◆ Stored records ◆
START

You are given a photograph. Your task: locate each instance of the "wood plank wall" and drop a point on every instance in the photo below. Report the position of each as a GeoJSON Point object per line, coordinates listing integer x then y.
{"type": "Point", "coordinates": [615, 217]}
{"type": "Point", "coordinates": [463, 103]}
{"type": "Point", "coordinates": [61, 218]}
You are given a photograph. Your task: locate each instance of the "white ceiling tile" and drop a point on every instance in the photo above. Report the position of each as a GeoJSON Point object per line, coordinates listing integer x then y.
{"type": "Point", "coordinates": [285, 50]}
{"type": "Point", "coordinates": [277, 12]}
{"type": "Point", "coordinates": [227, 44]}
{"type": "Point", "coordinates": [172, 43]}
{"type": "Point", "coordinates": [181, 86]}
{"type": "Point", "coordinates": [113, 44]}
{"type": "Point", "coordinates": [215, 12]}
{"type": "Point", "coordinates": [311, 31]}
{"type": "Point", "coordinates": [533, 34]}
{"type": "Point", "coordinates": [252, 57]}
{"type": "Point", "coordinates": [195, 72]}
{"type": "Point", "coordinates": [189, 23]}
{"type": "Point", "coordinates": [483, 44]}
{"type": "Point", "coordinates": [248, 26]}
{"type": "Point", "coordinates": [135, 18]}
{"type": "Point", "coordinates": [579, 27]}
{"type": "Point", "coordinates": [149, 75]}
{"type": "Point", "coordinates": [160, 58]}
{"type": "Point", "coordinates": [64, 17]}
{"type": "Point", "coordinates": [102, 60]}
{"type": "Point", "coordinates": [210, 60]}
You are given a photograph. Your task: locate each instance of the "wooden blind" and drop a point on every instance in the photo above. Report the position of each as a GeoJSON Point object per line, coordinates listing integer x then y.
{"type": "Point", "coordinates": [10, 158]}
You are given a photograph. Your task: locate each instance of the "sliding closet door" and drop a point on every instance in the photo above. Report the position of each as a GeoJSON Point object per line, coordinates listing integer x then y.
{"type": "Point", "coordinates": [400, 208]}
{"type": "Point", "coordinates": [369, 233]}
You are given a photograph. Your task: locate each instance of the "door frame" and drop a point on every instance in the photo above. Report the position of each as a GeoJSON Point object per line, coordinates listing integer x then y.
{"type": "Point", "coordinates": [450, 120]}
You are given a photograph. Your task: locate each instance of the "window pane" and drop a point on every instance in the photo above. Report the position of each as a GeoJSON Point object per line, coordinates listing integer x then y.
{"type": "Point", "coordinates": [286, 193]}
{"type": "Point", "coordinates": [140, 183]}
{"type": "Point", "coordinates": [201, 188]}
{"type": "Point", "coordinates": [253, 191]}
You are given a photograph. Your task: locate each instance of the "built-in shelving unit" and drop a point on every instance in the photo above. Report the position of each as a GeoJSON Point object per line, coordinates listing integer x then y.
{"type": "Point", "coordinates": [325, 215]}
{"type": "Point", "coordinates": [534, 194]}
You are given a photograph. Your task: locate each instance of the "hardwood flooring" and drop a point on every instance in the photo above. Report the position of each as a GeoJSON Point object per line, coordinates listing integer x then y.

END

Give an exact repetition of all the material.

You are given a photograph. Your task: locate each instance of the "wood plank wall" and drop a point on every instance in the photo below. Report the position of each as a GeoJSON Point object per line, coordinates listing integer x then y.
{"type": "Point", "coordinates": [615, 217]}
{"type": "Point", "coordinates": [463, 103]}
{"type": "Point", "coordinates": [61, 218]}
You are given a photograph. Your task: locate each instance of the "white ceiling tile" and drop a point on every instance in the photo above. Report the position of each as a GeoJSON Point object per line, coordinates listing integer x then y.
{"type": "Point", "coordinates": [285, 50]}
{"type": "Point", "coordinates": [277, 12]}
{"type": "Point", "coordinates": [227, 44]}
{"type": "Point", "coordinates": [172, 43]}
{"type": "Point", "coordinates": [181, 86]}
{"type": "Point", "coordinates": [113, 44]}
{"type": "Point", "coordinates": [215, 12]}
{"type": "Point", "coordinates": [311, 31]}
{"type": "Point", "coordinates": [533, 34]}
{"type": "Point", "coordinates": [252, 57]}
{"type": "Point", "coordinates": [195, 72]}
{"type": "Point", "coordinates": [189, 23]}
{"type": "Point", "coordinates": [483, 44]}
{"type": "Point", "coordinates": [248, 26]}
{"type": "Point", "coordinates": [135, 18]}
{"type": "Point", "coordinates": [579, 27]}
{"type": "Point", "coordinates": [149, 75]}
{"type": "Point", "coordinates": [160, 58]}
{"type": "Point", "coordinates": [64, 17]}
{"type": "Point", "coordinates": [102, 60]}
{"type": "Point", "coordinates": [210, 60]}
You are given a photograph. Your task: locate each instance of the "wooden blind" and drop a point on every instance in the photo above. Report the position of each as a GeoJSON Point object per line, coordinates listing integer x then y.
{"type": "Point", "coordinates": [10, 158]}
You are given a photograph. Your task: locate each instance of the "sliding closet door" and drop a point on every instance in the photo above. Report the position of each as a GeoJSON Point object per line, coordinates listing integer x then y.
{"type": "Point", "coordinates": [400, 208]}
{"type": "Point", "coordinates": [369, 233]}
You are given a photograph. Your task: locate each instance of the "door frame" and drop a point on every instance in the photo above. Report the position of each as a GeoJSON Point object per line, coordinates listing integer x then y.
{"type": "Point", "coordinates": [450, 120]}
You are given a photograph. Your task: locate each instance of the "window pane" and drop a point on every instance in the photo above. Report the position of each as a GeoJSON Point object per line, coordinates listing integer x then y.
{"type": "Point", "coordinates": [286, 193]}
{"type": "Point", "coordinates": [140, 183]}
{"type": "Point", "coordinates": [201, 188]}
{"type": "Point", "coordinates": [253, 191]}
You are given a photograph. Your task: locate each instance of the "built-in shelving unit" and drop a point on every instance in the photo above. Report the position of each as a GeoJSON Point object per line, coordinates listing integer x then y.
{"type": "Point", "coordinates": [325, 215]}
{"type": "Point", "coordinates": [534, 194]}
You are given a photograph. Your task: locate each instance of the "hardwood flooring" and drop a point on every instance in the photo above. Report the position of each as a GeoJSON Point object per line, coordinates listing integer x then y.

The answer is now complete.